• _What is being asked_
Please return each record below exactly, with nothing left out.

----

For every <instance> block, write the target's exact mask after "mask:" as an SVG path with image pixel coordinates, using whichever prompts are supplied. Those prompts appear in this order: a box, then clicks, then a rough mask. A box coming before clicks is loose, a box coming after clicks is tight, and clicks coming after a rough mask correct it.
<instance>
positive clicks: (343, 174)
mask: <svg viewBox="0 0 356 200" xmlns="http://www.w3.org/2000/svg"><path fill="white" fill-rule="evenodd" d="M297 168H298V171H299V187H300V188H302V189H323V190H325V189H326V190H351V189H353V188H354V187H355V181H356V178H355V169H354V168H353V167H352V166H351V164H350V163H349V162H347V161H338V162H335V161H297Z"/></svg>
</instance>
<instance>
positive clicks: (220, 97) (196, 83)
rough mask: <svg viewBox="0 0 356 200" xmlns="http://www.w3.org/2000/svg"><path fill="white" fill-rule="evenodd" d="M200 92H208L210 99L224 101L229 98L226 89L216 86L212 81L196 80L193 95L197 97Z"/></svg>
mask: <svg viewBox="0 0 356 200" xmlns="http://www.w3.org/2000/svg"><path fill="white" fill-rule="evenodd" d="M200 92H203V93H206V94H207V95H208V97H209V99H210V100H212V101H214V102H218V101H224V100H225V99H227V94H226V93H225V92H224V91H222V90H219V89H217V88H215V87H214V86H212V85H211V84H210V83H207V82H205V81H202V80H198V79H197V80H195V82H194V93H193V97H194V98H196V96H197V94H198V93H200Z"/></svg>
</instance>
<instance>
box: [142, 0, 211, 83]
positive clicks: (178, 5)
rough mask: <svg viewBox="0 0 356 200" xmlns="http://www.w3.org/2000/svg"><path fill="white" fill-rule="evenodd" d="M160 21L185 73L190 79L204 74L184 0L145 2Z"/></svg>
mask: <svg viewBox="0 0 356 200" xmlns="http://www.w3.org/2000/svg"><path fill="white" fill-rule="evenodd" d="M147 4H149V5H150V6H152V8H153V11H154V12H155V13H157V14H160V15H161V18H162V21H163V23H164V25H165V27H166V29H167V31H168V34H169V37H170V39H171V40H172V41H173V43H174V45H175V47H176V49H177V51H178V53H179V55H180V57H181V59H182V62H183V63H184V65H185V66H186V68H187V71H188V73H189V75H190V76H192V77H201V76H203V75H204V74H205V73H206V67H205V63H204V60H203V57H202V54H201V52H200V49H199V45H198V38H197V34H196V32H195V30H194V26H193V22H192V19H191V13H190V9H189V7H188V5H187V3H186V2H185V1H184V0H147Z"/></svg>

----

• _Answer to the exercise_
For every <instance> block, write the target's exact mask after "mask:" as an SVG path with image pixel coordinates, using whichever prompts are supplied. Those prompts appear in this order: a box, then clicks, then a rough mask. A box coming before clicks is loose, a box coming after clicks is tight, and clicks coming after a rough mask correct it.
<instance>
positive clicks: (343, 174)
mask: <svg viewBox="0 0 356 200" xmlns="http://www.w3.org/2000/svg"><path fill="white" fill-rule="evenodd" d="M297 168H298V171H299V187H300V188H302V189H323V190H325V189H326V190H351V189H353V188H354V187H355V181H356V178H355V169H354V168H353V167H352V166H351V164H350V163H349V162H347V161H338V162H335V161H297Z"/></svg>
</instance>
<instance>
positive clicks: (220, 97) (196, 83)
rough mask: <svg viewBox="0 0 356 200" xmlns="http://www.w3.org/2000/svg"><path fill="white" fill-rule="evenodd" d="M200 92H208L210 99L224 101L229 98L226 89L216 86L212 81L196 80L193 95L197 97Z"/></svg>
mask: <svg viewBox="0 0 356 200" xmlns="http://www.w3.org/2000/svg"><path fill="white" fill-rule="evenodd" d="M200 92H203V93H206V94H207V95H208V97H209V99H210V100H212V101H214V102H218V101H224V100H225V99H227V94H226V93H225V92H224V91H222V90H219V89H217V88H215V87H214V86H212V85H211V84H210V83H207V82H205V81H202V80H198V79H197V80H195V82H194V93H193V97H194V98H196V96H197V94H198V93H200Z"/></svg>
</instance>
<instance>
box: [142, 0, 211, 83]
positive clicks: (178, 5)
rough mask: <svg viewBox="0 0 356 200" xmlns="http://www.w3.org/2000/svg"><path fill="white" fill-rule="evenodd" d="M160 21L185 73L190 79L204 74L184 0L145 2Z"/></svg>
mask: <svg viewBox="0 0 356 200" xmlns="http://www.w3.org/2000/svg"><path fill="white" fill-rule="evenodd" d="M147 4H149V5H150V6H152V8H153V11H154V12H155V13H157V14H160V15H161V18H162V21H163V23H164V25H165V27H166V29H167V31H168V34H169V37H170V39H171V40H172V41H173V43H174V45H175V47H176V49H177V51H178V53H179V55H180V57H181V59H182V62H183V63H184V65H185V66H186V68H187V71H188V73H189V75H190V76H192V77H201V76H203V75H204V74H205V73H206V67H205V63H204V60H203V57H202V54H201V52H200V49H199V45H198V38H197V34H196V32H195V30H194V26H193V22H192V19H191V13H190V9H189V7H188V5H187V3H186V2H185V1H184V0H147Z"/></svg>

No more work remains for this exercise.